_Assignment_:
For every line in the entries that contains "apron", show the whole line.

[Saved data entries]
#####

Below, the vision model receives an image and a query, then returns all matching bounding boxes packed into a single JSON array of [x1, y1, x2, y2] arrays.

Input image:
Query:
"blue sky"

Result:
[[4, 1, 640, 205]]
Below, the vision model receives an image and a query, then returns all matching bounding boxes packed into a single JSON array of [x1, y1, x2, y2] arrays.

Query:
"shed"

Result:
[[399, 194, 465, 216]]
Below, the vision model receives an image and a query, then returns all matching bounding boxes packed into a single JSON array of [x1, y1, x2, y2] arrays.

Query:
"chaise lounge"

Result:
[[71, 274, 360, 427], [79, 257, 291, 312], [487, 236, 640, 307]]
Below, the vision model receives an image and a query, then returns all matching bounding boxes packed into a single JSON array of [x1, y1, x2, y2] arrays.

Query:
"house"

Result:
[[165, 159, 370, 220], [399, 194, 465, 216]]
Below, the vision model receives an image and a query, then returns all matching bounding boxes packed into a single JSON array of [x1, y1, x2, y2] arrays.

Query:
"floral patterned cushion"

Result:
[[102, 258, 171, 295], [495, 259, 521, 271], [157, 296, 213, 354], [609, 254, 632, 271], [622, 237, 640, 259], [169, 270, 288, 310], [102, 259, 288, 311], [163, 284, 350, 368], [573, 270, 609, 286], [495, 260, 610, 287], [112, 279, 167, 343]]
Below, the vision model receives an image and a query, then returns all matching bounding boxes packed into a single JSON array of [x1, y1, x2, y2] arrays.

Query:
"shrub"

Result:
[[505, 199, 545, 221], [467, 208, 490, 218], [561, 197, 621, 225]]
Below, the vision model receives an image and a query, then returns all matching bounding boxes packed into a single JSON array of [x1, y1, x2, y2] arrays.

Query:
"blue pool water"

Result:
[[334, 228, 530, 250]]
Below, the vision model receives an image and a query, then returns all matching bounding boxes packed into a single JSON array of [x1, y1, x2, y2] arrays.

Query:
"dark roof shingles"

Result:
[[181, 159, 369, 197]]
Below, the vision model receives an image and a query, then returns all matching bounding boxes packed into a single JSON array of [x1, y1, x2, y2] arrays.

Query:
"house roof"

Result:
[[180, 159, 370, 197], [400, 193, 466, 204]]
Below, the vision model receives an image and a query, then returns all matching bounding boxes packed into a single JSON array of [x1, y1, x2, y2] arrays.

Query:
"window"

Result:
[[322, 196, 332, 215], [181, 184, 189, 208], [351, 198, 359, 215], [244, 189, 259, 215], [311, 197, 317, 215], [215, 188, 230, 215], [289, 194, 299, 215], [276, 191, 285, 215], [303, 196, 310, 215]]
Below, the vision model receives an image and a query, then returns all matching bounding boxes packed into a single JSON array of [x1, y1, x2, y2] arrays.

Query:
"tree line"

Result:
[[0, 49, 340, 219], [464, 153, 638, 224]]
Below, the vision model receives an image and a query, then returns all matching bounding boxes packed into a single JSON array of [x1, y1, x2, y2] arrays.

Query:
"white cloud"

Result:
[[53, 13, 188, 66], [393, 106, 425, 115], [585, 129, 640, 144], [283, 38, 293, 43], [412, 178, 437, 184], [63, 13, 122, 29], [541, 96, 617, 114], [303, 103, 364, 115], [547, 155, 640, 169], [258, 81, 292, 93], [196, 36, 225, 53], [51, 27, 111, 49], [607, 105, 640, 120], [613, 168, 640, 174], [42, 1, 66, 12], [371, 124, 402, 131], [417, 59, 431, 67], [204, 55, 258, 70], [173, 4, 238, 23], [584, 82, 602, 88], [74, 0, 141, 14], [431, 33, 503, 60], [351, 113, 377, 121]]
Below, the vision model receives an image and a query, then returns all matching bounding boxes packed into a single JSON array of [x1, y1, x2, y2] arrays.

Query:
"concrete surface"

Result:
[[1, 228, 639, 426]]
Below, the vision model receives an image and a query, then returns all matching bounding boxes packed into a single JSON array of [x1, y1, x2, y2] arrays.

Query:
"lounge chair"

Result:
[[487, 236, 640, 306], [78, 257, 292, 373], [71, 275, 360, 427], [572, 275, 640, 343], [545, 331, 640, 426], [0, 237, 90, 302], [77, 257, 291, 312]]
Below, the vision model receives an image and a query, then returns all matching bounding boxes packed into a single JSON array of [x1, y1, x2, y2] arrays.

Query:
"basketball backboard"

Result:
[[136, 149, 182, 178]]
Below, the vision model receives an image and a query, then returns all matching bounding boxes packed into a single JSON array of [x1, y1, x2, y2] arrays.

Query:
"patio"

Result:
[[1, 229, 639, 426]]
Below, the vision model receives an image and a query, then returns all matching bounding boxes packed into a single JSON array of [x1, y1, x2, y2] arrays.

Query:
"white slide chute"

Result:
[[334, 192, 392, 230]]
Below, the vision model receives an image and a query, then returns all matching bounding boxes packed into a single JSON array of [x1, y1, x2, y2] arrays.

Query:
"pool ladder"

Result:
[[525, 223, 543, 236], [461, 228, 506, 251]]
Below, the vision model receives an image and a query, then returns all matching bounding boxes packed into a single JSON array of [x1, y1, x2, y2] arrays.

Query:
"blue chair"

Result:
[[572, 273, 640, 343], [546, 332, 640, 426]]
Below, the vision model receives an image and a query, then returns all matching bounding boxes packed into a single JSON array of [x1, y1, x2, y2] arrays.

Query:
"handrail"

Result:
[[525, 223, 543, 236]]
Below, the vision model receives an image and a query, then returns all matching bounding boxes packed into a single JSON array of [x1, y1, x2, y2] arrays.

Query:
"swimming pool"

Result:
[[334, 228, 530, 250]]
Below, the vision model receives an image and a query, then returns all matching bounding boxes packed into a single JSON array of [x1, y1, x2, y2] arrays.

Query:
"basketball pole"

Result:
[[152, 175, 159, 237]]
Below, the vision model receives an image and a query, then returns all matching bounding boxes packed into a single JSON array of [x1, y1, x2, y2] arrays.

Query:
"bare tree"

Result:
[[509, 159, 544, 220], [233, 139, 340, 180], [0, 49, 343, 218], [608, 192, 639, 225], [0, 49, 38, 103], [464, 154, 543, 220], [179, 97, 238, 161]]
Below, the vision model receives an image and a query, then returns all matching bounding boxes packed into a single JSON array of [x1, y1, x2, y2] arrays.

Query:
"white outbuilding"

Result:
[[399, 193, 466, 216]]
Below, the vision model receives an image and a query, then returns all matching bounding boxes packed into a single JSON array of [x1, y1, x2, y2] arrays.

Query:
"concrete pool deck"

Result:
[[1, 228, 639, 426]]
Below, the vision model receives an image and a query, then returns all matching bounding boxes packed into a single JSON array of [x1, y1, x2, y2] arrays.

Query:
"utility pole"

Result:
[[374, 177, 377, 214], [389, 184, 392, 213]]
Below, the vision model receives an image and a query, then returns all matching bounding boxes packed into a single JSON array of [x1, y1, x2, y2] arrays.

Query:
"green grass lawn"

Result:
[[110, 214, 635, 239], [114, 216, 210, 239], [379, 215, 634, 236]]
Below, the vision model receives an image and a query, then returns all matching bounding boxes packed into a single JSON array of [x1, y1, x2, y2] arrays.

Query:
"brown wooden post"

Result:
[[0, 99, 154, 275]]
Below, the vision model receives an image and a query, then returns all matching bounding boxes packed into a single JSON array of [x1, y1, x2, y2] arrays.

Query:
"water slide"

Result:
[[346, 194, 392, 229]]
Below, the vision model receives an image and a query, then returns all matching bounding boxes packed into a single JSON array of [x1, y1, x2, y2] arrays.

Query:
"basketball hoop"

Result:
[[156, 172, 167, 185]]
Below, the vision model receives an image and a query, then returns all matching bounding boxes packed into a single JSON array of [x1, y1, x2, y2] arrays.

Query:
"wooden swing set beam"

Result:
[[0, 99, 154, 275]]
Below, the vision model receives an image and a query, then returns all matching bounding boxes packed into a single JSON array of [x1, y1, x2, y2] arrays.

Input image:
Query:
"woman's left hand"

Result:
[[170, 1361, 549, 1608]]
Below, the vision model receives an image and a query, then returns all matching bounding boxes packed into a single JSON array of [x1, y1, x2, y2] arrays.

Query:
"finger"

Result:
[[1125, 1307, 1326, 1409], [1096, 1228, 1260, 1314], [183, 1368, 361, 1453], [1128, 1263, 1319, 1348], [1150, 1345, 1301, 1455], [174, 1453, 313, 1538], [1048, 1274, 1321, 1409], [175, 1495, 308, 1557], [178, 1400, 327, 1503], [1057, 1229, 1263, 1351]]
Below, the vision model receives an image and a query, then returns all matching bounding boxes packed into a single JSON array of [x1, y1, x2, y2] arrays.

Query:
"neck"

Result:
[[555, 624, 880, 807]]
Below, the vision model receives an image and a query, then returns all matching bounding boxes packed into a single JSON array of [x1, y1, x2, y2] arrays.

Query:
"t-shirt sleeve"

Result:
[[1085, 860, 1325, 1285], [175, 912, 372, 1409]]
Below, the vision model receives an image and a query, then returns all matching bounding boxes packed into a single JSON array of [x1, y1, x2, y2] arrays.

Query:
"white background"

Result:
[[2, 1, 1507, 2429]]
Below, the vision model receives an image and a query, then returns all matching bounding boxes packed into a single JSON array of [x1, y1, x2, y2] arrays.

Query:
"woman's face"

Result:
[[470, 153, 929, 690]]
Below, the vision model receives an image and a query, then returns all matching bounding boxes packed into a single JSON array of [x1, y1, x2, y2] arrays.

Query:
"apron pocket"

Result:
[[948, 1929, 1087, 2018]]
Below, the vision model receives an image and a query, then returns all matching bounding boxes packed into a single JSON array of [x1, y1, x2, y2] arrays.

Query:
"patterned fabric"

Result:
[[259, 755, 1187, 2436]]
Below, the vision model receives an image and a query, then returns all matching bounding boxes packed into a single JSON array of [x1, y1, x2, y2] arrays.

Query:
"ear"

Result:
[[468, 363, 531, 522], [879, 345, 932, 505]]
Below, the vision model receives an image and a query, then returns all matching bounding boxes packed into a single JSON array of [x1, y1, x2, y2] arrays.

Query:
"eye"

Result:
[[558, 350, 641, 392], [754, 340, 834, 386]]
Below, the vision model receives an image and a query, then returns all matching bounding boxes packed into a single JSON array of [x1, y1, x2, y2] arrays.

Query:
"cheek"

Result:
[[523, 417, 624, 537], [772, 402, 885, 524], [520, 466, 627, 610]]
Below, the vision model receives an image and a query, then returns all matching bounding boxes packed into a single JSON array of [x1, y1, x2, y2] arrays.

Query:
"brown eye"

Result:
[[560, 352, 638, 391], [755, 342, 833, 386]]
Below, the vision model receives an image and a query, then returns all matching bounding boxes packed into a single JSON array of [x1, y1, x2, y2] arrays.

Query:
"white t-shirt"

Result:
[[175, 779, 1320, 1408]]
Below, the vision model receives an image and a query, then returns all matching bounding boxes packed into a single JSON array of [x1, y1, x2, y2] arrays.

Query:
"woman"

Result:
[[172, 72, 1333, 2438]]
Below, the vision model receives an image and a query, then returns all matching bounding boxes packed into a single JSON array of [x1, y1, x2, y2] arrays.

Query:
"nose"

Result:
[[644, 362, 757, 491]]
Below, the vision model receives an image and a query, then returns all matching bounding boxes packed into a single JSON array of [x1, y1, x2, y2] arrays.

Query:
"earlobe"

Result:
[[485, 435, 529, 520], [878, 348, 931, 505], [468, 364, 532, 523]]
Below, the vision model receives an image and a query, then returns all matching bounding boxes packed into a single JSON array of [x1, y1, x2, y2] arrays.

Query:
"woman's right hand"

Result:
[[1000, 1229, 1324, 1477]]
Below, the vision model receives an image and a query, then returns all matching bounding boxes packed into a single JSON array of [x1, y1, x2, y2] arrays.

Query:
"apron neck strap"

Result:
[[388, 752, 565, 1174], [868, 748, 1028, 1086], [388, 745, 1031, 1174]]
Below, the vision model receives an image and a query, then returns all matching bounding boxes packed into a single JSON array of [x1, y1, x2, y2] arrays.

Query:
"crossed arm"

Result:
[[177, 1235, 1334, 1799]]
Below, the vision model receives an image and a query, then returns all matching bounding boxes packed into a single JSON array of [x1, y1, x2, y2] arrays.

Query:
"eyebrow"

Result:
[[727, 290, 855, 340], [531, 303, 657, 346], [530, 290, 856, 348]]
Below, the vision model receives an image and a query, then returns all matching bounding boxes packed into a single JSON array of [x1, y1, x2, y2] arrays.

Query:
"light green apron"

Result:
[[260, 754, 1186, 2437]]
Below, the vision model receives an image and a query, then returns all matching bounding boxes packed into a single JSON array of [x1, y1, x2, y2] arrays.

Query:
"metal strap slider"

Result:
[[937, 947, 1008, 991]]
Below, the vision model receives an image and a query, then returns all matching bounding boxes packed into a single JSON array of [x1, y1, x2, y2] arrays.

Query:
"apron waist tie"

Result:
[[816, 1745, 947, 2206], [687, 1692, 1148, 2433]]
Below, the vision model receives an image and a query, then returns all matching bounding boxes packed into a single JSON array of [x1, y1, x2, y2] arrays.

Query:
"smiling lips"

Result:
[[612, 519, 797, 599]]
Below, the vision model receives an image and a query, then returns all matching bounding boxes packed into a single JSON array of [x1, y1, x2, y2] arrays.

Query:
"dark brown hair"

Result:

#####

_Response area_:
"apron pocket"
"apron neck strap"
"light green apron"
"apron waist tie"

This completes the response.